● **WORK INSTRUCTIONS**: Write each line exactly, from the line that holds "Point out every instance of the jet" through the final line of the material, and no other line.

● **EXERCISE MATERIALS**:
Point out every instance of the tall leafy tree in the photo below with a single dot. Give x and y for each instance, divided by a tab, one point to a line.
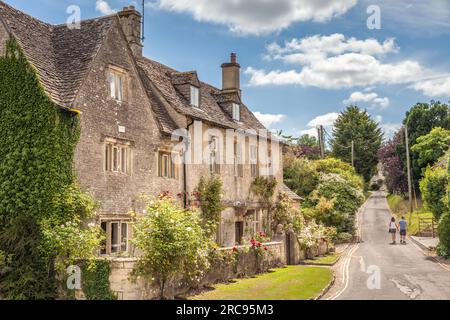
393	165
356	125
420	120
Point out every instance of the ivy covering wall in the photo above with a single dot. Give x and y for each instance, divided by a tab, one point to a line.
37	143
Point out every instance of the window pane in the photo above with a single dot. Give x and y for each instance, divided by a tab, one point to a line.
124	243
103	244
115	243
195	96
124	154
119	86
115	159
108	157
112	84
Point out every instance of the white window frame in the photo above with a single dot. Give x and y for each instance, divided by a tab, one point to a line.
254	161
238	165
236	112
214	155
117	158
195	97
123	241
167	167
116	85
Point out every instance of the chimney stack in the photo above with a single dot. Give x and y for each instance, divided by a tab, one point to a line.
131	21
231	75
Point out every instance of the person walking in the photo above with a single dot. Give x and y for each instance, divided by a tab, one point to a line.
393	228
403	230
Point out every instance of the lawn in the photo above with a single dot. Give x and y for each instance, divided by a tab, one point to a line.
400	207
327	260
290	283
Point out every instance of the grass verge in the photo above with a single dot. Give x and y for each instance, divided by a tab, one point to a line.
328	260
290	283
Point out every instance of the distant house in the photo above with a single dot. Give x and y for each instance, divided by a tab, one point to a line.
134	113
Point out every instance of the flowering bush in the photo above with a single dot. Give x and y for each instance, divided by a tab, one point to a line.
172	243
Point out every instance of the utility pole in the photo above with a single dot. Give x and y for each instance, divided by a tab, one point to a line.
353	153
408	160
321	135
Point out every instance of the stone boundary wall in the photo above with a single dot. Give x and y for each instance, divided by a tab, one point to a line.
247	264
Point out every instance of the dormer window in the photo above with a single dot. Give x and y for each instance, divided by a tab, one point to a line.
236	112
116	85
195	97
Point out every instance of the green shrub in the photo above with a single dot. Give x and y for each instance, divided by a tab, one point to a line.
95	281
173	245
345	200
37	146
434	188
444	233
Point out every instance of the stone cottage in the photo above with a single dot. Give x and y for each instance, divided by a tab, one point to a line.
145	127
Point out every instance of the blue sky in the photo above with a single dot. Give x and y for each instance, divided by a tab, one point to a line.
302	60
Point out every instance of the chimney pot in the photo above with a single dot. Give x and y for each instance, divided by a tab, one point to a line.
233	58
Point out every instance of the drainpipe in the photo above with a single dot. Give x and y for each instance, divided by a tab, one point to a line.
185	165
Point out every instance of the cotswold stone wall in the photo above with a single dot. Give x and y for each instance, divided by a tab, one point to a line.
247	264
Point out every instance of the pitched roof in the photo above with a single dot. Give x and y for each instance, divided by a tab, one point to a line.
164	80
61	56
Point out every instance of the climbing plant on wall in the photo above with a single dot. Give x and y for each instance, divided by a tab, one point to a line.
37	140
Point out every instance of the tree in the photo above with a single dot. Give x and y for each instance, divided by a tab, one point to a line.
434	188
301	176
393	166
421	119
431	147
174	246
335	202
356	125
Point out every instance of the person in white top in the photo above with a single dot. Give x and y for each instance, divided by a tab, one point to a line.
393	228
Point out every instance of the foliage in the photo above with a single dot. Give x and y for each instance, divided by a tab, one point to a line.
173	244
393	166
209	193
38	143
301	176
335	202
431	147
310	235
434	188
95	281
345	170
444	234
287	213
356	125
66	235
421	119
290	283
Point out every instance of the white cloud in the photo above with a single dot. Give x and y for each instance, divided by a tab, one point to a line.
258	16
103	7
326	120
269	119
389	128
439	87
367	97
336	62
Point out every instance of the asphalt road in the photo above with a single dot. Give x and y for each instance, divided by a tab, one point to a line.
378	270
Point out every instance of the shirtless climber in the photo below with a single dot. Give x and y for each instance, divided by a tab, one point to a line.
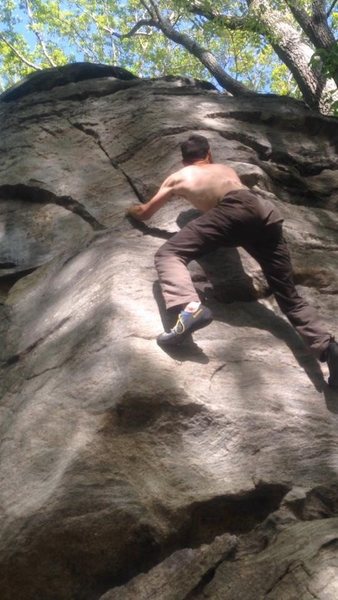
234	216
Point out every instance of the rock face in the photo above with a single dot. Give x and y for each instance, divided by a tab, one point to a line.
132	473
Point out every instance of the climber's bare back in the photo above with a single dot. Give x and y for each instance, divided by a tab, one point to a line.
204	185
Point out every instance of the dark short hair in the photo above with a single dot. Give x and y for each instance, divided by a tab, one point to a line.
195	147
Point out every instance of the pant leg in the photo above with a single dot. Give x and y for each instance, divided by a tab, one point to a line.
272	254
204	234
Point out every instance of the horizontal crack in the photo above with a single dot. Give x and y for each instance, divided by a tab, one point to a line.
15	358
94	135
37	194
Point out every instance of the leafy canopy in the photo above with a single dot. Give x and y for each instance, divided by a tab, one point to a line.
35	34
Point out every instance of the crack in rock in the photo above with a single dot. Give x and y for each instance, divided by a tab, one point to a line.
36	194
96	137
23	353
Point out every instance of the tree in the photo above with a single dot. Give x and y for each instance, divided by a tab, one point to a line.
245	46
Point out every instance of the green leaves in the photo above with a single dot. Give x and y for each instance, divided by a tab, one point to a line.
37	33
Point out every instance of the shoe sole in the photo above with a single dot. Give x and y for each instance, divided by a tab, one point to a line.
176	341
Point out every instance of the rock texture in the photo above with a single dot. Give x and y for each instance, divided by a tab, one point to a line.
128	472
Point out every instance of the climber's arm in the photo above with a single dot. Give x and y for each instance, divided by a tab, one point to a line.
142	212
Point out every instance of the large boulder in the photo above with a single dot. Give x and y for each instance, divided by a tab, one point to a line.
128	472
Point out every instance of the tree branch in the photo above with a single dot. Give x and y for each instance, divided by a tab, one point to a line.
331	8
231	22
137	26
19	55
38	35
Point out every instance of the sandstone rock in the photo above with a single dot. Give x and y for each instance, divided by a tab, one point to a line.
116	455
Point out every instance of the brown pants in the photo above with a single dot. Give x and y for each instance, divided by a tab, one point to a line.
239	220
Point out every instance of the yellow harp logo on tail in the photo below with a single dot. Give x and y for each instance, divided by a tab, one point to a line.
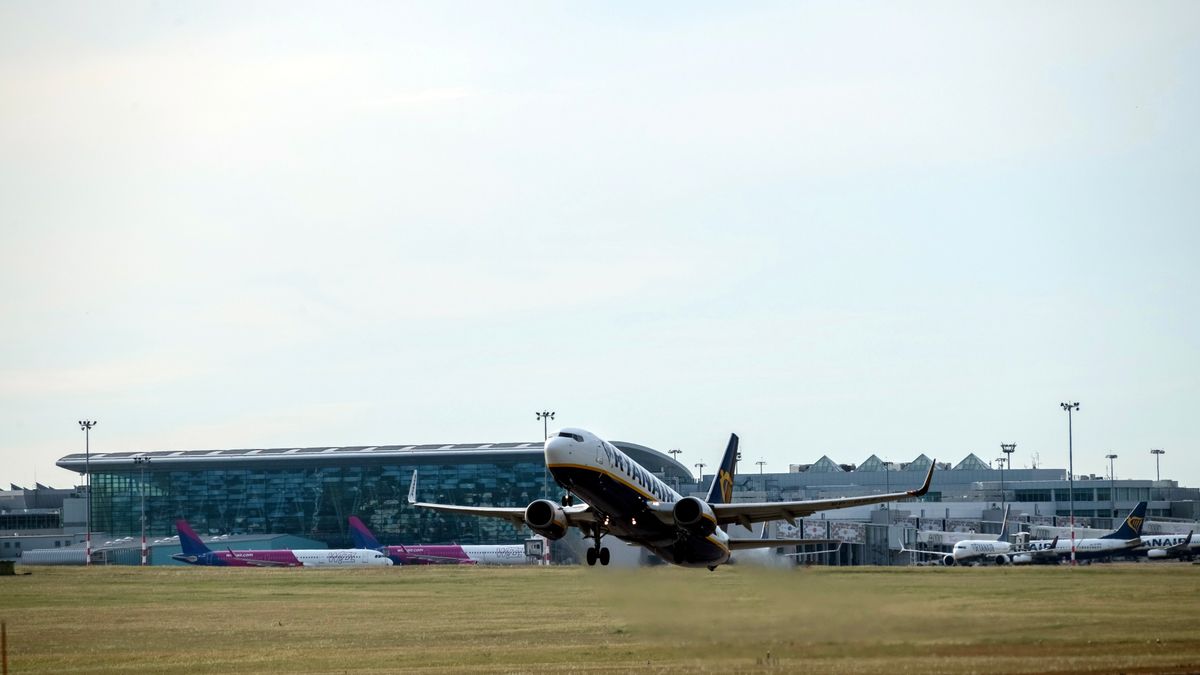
726	487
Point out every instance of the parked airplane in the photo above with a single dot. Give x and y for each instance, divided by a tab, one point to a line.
999	550
196	553
1161	547
627	501
438	554
1120	541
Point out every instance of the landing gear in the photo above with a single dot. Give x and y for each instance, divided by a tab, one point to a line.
598	551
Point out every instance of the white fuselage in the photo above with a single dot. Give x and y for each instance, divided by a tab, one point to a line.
503	554
628	495
988	550
341	557
1086	548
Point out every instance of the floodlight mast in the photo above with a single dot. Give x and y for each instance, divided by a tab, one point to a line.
1157	454
143	461
85	425
1007	448
1113	489
1071	471
545	417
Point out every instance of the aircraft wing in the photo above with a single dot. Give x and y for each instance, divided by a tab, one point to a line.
1182	547
918	551
759	512
575	514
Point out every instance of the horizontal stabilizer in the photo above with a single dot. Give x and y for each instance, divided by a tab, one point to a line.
741	544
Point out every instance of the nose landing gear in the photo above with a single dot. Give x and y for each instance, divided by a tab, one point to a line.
598	553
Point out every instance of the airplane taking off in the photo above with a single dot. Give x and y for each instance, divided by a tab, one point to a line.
997	550
438	554
1120	541
196	553
624	500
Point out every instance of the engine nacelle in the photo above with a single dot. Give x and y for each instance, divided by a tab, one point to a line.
695	515
546	518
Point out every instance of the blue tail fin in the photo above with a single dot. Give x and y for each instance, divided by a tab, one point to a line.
721	490
1132	527
361	535
189	541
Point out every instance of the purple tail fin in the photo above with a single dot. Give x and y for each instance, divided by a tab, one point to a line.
189	541
363	536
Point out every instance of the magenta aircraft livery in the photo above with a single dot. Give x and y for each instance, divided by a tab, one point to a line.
624	500
438	554
196	553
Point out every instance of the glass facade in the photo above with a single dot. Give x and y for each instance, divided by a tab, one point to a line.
316	501
313	491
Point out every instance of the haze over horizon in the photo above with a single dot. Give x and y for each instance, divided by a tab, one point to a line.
834	230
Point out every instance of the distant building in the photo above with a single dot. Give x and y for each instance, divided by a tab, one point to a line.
312	491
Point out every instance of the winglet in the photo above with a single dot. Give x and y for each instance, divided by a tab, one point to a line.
929	478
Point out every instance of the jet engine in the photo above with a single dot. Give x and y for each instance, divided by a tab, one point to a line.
546	518
695	515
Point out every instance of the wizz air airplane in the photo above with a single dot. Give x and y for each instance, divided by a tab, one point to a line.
196	553
1123	539
624	500
438	554
997	550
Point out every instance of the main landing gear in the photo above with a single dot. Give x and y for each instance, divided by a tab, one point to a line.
598	551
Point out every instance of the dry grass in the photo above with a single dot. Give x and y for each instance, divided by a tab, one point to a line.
1099	619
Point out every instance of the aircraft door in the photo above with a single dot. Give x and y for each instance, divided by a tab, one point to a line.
603	454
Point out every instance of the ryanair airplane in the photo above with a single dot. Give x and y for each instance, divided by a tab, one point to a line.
624	500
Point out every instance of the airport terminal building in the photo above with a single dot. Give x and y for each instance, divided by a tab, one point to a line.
312	491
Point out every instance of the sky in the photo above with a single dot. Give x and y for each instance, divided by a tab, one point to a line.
834	228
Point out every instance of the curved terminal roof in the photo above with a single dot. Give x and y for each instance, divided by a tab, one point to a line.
532	451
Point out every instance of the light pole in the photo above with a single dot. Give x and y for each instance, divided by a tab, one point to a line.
1008	449
1157	454
1071	472
545	417
1113	490
85	425
142	461
887	483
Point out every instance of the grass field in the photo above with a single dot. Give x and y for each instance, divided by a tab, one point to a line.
1098	619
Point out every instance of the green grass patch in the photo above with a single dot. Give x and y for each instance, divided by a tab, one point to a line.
1096	619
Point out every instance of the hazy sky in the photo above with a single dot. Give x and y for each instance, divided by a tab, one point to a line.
835	228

● **FINISHED TASK**:
Point out every instance of the jet engine in the photo above with a single dot. Give x and y for each instance, divided by a tab, one point to a line.
546	518
695	515
Point out every instance of the wizz air airplane in the photo above with a single dot. Give x and y for each instance, divided by a tab, one point to a line.
196	553
1123	539
624	500
438	554
997	550
Point out every instance of the main landing gear in the photo above with a single dot. Give x and y for each instance, divided by a tab, one point to a line.
598	551
Point out every instance of the dry grass in the photo above with a single dot. Give x and y for each instance, divided by a tab, one point to a line.
1099	619
Point out every instance of the aircraft door in the photo above with a single dot. Give x and y for each instance, divided by a tab, one point to a line.
603	454
Point out every instance of the ryanair airplane in the photo above with a single dot. Give x and y for each instance, divided by a tab, one point to a line.
624	500
Point out every instance of the airport terminal building in the photo above with a single dot. Give x and y for each instance, divided by a tab, one point to a line.
312	491
Point out every instance of the sky in the photo above with a single dot. Give x and y for each instance, divided by a tab, one point to a line.
834	228
Point out every instance of the curved terminal roof in the photo above with a single dot. Give x and y for each instance, divided by a tab, one point to a line.
532	451
Point out every instance of the light pole in the photo above with a single dot. Give x and y for each instance, divided by a tab, one point to a line.
1008	449
1157	454
1071	472
545	417
1113	490
85	425
142	461
887	483
Point out every instance of the grass field in the photo above with a single dot. Give x and y for each instance, divided by a tab, one point to a line.
1098	619
Point out every instance of the green grass patch in the photo above with a single dot. Give x and y for each instance, divided by a tab, one point to a line.
1096	619
Point out every instance of the hazy sky in the photo above with a single dot. Give x and y for each instance, divided by a tab, one point to a line.
835	228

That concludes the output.